For many years it lay derelict. Sometime soonish it will vanish completely as a result of the HS2 construction project. But for over a century before that, the grand but faded building on Hampstead Road that’s currently home to The Collective hub (see box below) was a rather unusual hospital, one that refused to use alcohol in the treatment of patients.
The London Temperance Hospital (later, in 1939, the National Temperance Hospital) opened in 1873 in Gower Street. It moved to the familiar site in 1885 (you can still see the foundation stone), where the use of alcohol was prohibited – except in the most extreme circumstances.
Alcohol? In hospital? Yes, in the 19th century booze was widely believed to have medicinal qualities. The sick – and, alarmingly, staff – were often given alcohol, usually to treat a host of complaints including weakness, delirium and respiratory diseases (with a terrifying blistering technique).
The temperance movement encouraged abstinence, thinking alcohol responsible for many of society’s ills. They were also dubious about the restorative qualities of the booze, hoping to save money and improve staff efficiency by running a hospital based on their beliefs. According to one advert, the Temperance Hospital saved over £80,000 a year by staying sober.

Stored data
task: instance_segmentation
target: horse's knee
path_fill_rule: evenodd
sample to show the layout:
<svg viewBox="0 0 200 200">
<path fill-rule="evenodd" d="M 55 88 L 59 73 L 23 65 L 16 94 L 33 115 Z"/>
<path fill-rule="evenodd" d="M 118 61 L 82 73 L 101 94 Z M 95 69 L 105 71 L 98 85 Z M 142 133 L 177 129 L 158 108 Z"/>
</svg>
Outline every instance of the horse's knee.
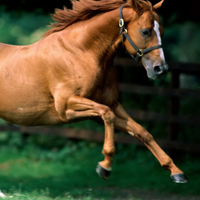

- [PROBLEM REQUIREMENTS]:
Copy the passage on the London Temperance Hospital word for word, from its first sentence to its last.

- [THE ANSWER]:
For many years it lay derelict. Sometime soonish it will vanish completely as a result of the HS2 construction project. But for over a century before that, the grand but faded building on Hampstead Road that’s currently home to The Collective hub (see box below) was a rather unusual hospital, one that refused to use alcohol in the treatment of patients.
The London Temperance Hospital (later, in 1939, the National Temperance Hospital) opened in 1873 in Gower Street. It moved to the familiar site in 1885 (you can still see the foundation stone), where the use of alcohol was prohibited – except in the most extreme circumstances.
Alcohol? In hospital? Yes, in the 19th century booze was widely believed to have medicinal qualities. The sick – and, alarmingly, staff – were often given alcohol, usually to treat a host of complaints including weakness, delirium and respiratory diseases (with a terrifying blistering technique).
The temperance movement encouraged abstinence, thinking alcohol responsible for many of society’s ills. They were also dubious about the restorative qualities of the booze, hoping to save money and improve staff efficiency by running a hospital based on their beliefs. According to one advert, the Temperance Hospital saved over £80,000 a year by staying sober.